### ACTIVITY
From the text on Jerusalem and the Palestinian opposition, repeat the passage from "Settler violence resulted" to "on 4 November." word for word.

Settler violence resulted in the deaths of 14 Palestinians over the year. Incidents included an attack on the Qutuba girls’ school in Hebron in September, following which 25 pupils and 20 toddlers from a nearby kindergarten were hospitalised. The IDF intervened on the side of the settlers, attacking parents with teargas and rubber bullets. The next month, Israel TV reported that settlers and rightists were planning to form a militia to resist any attempts to evacuate settlements. The strains in Israeli society culminated in the assassination of Yitzhak Rabin by a right wing extremist on 4 November.

Jerusalem

Despite negotiations on the future of Jerusalem being due to begin in May 1996, Israeli politicians made repeated statements that the issue was closed. Palestinian daily life in the city remained hampered by Israeli restrictions. East Jerusalem remained under the closure imposed since March 1993, with Palestinians from the rest of the West Bank and Gaza still prevented from entering the city without permits. Settlement activity around the city continued apace. A crisis erupted in early May with the announcement of the biggest land confiscation proposal in Jerusalem since 1980, covering 130 acres of Palestinian land in the Beit Hanina and Beit Safafa areas. This, it was announced, was the first stage of a plan by the West Jerusalem Municipality to seize a further 1,000 acres of Palestinian land in the city. The Palestinian Authority could do no more than condemn the expropriation, and the United States vetoed a muted Security Council Resolution condemning the measure. In the event it was a combination of the Arab parties in the Knesset and the political ineptitude on the part of Israeli PM Rabin which led to the freezing of the move. Rabin declared a motion condemning the expropriation a matter of confidence, leading to the Likud threatening to vote for the motion in order to bring down the government. In the face of this, the government withdrew the proposal.

The Israeli West Jerusalem Municipality began a campaign to destroy ‘unlicensed’ Palestinian homes. In May alone, 27 demolition orders were signed, compared to 19 for the whole of 1994. Palestinian national institutions in the city were subject to harassment, three being briefly closed in July. Orient House was subject to settler demonstrations and harassment throughout the summer, with children attending the nearby Dar al-Tifl school also suffering at the hands of settlers and police. In November, Rabin announced that he would not meet any foreign visitor of the rank of minister or above who had visited Orient House. In December, new residency regulations for Palestinians became apparent, with children whose mothers, but not fathers, were registered as Jerusalem residents, denied residency rights in the city.

Opposition

The conduct of the Israeli government and settlers did much to provoke continued armed operations by elements of the Palestinian opposition. Bus bombings took place in January, July and August, leading to tension between the PA and the religious opposition, and mass detentions of opposition activists. In April, an explosion killed five Palestinians, among them a Hamas member, in Gaza’s Sheikh Radwan neighborhood. Hamas accused the PA of collaboration with the Israelis, with the PA accusing Hamas of recklessness in storing explosives in a residential area. In retaliation, two suicide bombers attacked settlers and IDF personnel in the Gaza Strip. Much of the dialogue between the PA and Hamas which took place throughout the year was aimed ending such tension, and seemed to succeed, with no major armed operations taking place in 1995 after August.

### MATERIAL PROVIDED
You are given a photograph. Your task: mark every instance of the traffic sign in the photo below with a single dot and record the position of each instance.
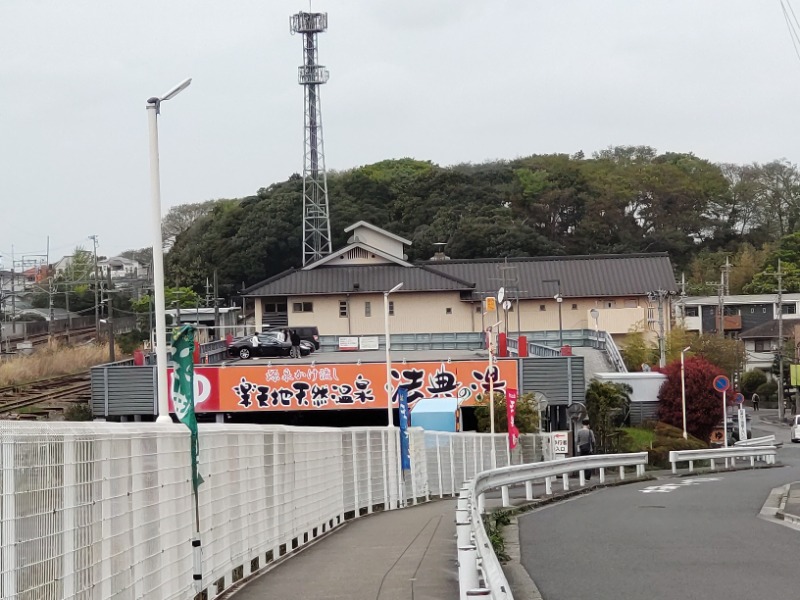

### SOLVED PROBLEM
Settler violence resulted in the deaths of 14 Palestinians over the year. Incidents included an attack on the Qutuba girls’ school in Hebron in September, following which 25 pupils and 20 toddlers from a nearby kindergarten were hospitalised. The IDF intervened on the side of the settlers, attacking parents with teargas and rubber bullets. The next month, Israel TV reported that settlers and rightists were planning to form a militia to resist any attempts to evacuate settlements. The strains in Israeli society culminated in the assassination of Yitzhak Rabin by a right wing extremist on 4 November.